TEXT SECTION =
Published 8 January 2009

Amid the snow and ice of January, the Young Vic has looked towards the summer, announcing a season which includes work by Sarah Kane and Che Walker, a collaboration with Sadler’s Wells and a piece inspired by the Kursk disaster of 2000.

Never a theatre to shy away from trying something different, Pictures From An Exhibition (8 to 23 May) sees the Young Vic joining forces with pre-eminent dance venue Sadler’s Wells to produce a piece of dance theatre set to Modest Mussorgsky’s piano suite. Director Daniel Kramer, who recently worked on the Young Vic/English National Opera revival of Punch And Judy, leads the project alongside choreographer Frauke Requardt and poet James Fenton.

Walker’s play Been So Long was first staged at the Royal Court in 1998, but rather than revive the original, the Young Vic will stage a new musical version, created by Walker and composer Arthur Darvill. With a score combining soul, funk, jazz, reggae and blues, Been So Long (11 June to 4 July) is the comic tale of five lives that collide in a seedy London bar. It will be the second Walker show of the London summer; the first, a revival of The Frontline, runs at Shakespeare’s Globe in May.

DATA SECTION =
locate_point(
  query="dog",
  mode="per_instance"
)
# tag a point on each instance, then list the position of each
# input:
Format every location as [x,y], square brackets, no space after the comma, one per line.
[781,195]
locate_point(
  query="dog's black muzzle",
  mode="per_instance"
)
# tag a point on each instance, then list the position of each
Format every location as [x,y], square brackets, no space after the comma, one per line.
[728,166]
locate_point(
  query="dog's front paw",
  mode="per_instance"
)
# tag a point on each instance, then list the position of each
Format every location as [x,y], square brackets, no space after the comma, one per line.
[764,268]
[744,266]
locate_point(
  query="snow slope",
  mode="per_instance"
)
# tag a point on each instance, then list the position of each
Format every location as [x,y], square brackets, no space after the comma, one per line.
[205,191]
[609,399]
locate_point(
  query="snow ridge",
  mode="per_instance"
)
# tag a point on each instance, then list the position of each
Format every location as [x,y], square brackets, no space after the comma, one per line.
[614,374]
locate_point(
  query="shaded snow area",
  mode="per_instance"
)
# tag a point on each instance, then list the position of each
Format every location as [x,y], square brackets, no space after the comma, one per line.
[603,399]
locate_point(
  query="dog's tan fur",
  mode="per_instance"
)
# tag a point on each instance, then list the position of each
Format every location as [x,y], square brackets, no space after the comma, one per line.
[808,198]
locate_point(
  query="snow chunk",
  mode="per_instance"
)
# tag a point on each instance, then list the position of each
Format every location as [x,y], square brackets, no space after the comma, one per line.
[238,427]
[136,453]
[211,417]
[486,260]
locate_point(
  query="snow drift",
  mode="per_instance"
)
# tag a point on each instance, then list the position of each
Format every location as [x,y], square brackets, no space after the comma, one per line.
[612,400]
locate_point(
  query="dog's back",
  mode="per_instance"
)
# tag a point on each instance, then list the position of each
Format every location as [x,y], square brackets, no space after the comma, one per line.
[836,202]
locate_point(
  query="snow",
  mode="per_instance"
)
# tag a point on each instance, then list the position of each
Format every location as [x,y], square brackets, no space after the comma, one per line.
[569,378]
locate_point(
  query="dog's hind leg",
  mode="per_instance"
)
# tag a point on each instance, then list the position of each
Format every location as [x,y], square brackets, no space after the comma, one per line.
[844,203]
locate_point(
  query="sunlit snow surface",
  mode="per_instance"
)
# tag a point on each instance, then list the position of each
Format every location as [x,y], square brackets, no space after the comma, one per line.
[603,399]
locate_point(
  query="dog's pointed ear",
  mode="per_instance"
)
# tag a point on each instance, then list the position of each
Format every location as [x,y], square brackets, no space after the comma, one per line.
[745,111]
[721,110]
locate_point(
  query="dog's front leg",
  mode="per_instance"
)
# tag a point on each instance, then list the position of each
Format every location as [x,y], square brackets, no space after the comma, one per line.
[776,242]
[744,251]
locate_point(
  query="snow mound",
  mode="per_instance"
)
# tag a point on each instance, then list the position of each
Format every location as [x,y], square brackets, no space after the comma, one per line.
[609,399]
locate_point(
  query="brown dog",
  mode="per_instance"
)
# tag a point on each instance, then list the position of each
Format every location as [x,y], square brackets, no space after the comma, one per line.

REQUIRED WORK =
(1) In the article on the Young Vic's summer season, which composer created the new musical version of Been So Long with Walker?
(2) Translate this sentence from the article on the Young Vic's summer season into Spanish: "It will be the second Walker show of the London summer; the first, a revival of The Frontline, runs at Shakespeare’s Globe in May."
(3) Reproduce the part of the article on the Young Vic's summer season between "Amid the snow" and "disaster of 2000.", inclusive.

EXERCISE ANSWERS =
(1) Arthur Darvill

(2) Será el segundo espectáculo de Walker del verano londinense; el primero, una reposición de The Frontline, se representa en el Shakespeare’s Globe en mayo.

(3)
Amid the snow and ice of January, the Young Vic has looked towards the summer, announcing a season which includes work by Sarah Kane and Che Walker, a collaboration with Sadler’s Wells and a piece inspired by the Kursk disaster of 2000.